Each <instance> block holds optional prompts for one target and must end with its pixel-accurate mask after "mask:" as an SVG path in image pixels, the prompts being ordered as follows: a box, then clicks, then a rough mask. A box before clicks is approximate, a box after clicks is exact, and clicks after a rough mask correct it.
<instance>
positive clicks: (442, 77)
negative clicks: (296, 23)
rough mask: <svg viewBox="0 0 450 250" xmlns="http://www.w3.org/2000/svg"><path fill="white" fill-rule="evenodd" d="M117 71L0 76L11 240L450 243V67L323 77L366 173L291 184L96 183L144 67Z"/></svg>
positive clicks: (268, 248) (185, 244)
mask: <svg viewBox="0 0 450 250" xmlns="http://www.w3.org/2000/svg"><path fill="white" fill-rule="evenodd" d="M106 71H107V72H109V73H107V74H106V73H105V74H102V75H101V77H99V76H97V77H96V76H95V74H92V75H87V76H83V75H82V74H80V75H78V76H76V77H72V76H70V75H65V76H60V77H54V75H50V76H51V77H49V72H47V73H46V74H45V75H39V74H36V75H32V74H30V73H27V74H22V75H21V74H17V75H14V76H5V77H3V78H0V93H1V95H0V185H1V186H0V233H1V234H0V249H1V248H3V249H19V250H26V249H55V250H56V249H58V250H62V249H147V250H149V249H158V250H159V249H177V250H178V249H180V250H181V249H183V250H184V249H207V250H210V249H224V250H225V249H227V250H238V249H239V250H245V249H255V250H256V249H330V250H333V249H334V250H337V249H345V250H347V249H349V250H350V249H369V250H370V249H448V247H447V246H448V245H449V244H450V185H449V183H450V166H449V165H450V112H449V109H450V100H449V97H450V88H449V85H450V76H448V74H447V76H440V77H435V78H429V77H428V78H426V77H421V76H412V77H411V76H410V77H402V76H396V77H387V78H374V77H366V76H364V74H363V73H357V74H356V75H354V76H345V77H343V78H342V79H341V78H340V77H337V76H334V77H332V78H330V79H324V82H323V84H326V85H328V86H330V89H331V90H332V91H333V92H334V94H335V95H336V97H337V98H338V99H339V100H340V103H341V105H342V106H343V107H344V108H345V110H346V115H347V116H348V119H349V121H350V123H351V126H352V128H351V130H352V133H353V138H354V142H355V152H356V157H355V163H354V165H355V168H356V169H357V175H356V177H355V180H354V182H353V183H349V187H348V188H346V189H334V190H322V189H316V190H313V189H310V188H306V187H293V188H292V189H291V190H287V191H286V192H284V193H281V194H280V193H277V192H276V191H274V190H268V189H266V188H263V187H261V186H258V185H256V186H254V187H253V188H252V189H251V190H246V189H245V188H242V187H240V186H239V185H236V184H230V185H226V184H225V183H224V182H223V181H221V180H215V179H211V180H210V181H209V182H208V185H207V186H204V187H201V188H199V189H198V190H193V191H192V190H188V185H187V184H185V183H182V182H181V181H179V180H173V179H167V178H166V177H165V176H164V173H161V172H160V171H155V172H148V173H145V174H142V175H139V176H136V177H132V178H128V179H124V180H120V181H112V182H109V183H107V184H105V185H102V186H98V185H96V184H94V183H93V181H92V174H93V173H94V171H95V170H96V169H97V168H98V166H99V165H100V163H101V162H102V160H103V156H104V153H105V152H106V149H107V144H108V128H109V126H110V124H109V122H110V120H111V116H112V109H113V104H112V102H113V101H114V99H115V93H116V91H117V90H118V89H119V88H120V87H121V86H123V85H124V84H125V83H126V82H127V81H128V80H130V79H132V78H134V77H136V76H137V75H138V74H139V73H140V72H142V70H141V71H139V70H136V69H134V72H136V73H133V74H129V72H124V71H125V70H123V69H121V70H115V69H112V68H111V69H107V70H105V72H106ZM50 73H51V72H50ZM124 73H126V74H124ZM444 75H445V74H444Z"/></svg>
..........
**What the exercise asks**
Rename every "clicks" in the listing to "points", and leave everything else unchanged.

**Answer to this task**
Each <instance> block holds optional prompts for one target and must end with its pixel-accurate mask after "mask:" as an SVG path in image pixels, the prompts being ordered as follows: a box, then points, then a rough mask. A box before points is approximate, a box after points is exact, and points after a rough mask correct it.
<instance>
positive points: (442, 77)
negative points: (296, 23)
rough mask: <svg viewBox="0 0 450 250" xmlns="http://www.w3.org/2000/svg"><path fill="white" fill-rule="evenodd" d="M117 71L0 76L11 240L450 243V67L323 77L366 173L291 184L96 183L144 67Z"/></svg>
positive points: (268, 248) (185, 244)
mask: <svg viewBox="0 0 450 250" xmlns="http://www.w3.org/2000/svg"><path fill="white" fill-rule="evenodd" d="M106 71H107V72H109V73H107V74H106V73H105V74H102V75H101V77H99V76H97V77H96V76H95V74H92V75H87V76H83V75H82V74H80V75H78V76H76V77H72V76H70V75H65V76H60V77H54V75H50V76H51V77H49V72H47V73H46V74H45V75H39V74H36V75H32V74H30V73H27V74H22V75H21V74H17V75H14V76H5V77H3V78H0V93H1V95H0V185H1V186H0V233H1V234H0V249H1V248H3V249H19V250H26V249H55V250H56V249H58V250H62V249H147V250H149V249H158V250H159V249H177V250H178V249H180V250H181V249H183V250H184V249H207V250H210V249H224V250H225V249H227V250H238V249H239V250H245V249H255V250H256V249H330V250H333V249H334V250H337V249H345V250H347V249H349V250H350V249H369V250H370V249H448V247H447V246H448V245H449V244H450V185H449V183H450V166H449V165H450V112H449V109H450V100H449V97H450V88H449V85H450V76H448V74H447V76H440V77H435V78H429V77H428V78H426V77H421V76H412V77H411V76H410V77H402V76H396V77H387V78H374V77H366V76H364V74H363V73H357V74H356V75H354V76H345V77H343V78H342V79H341V78H340V77H337V76H334V77H332V78H330V79H324V82H323V84H326V85H328V86H330V89H331V90H332V91H333V92H334V94H335V95H336V97H337V98H338V99H339V100H340V103H341V105H342V106H343V107H344V108H345V110H346V115H347V116H348V119H349V121H350V123H351V126H352V128H351V130H352V133H353V138H354V142H355V152H356V157H355V163H354V165H355V168H356V169H357V175H356V177H355V180H354V182H353V183H349V187H348V188H346V189H334V190H322V189H316V190H313V189H310V188H306V187H293V188H292V189H291V190H287V191H286V192H284V193H281V194H280V193H277V192H276V191H274V190H268V189H266V188H263V187H261V186H258V185H256V186H254V187H253V188H252V189H251V190H246V189H245V188H242V187H240V186H239V185H236V184H230V185H226V184H225V183H224V182H223V181H221V180H215V179H211V180H210V181H209V182H208V185H207V186H204V187H201V188H199V189H198V190H193V191H192V190H188V185H187V184H185V183H182V182H181V181H179V180H173V179H167V178H166V177H165V176H164V173H161V172H160V171H155V172H148V173H145V174H142V175H139V176H136V177H132V178H128V179H124V180H120V181H112V182H109V183H107V184H105V185H102V186H98V185H96V184H94V183H93V181H92V174H93V173H94V171H95V170H96V169H97V168H98V166H99V165H100V163H101V162H102V160H103V156H104V153H105V152H106V149H107V144H108V128H109V126H110V124H109V122H110V120H111V116H112V109H113V104H112V102H113V101H114V99H115V93H116V91H117V90H118V89H119V88H120V87H121V86H123V85H124V84H125V83H126V82H127V81H128V80H130V79H132V78H134V77H136V76H137V75H138V74H139V73H140V72H142V70H141V71H139V70H136V69H134V72H136V73H133V74H129V72H124V71H125V70H123V69H121V70H115V69H112V68H111V69H107V70H105V72H106ZM50 73H51V72H50ZM124 73H126V74H124ZM444 75H445V74H444Z"/></svg>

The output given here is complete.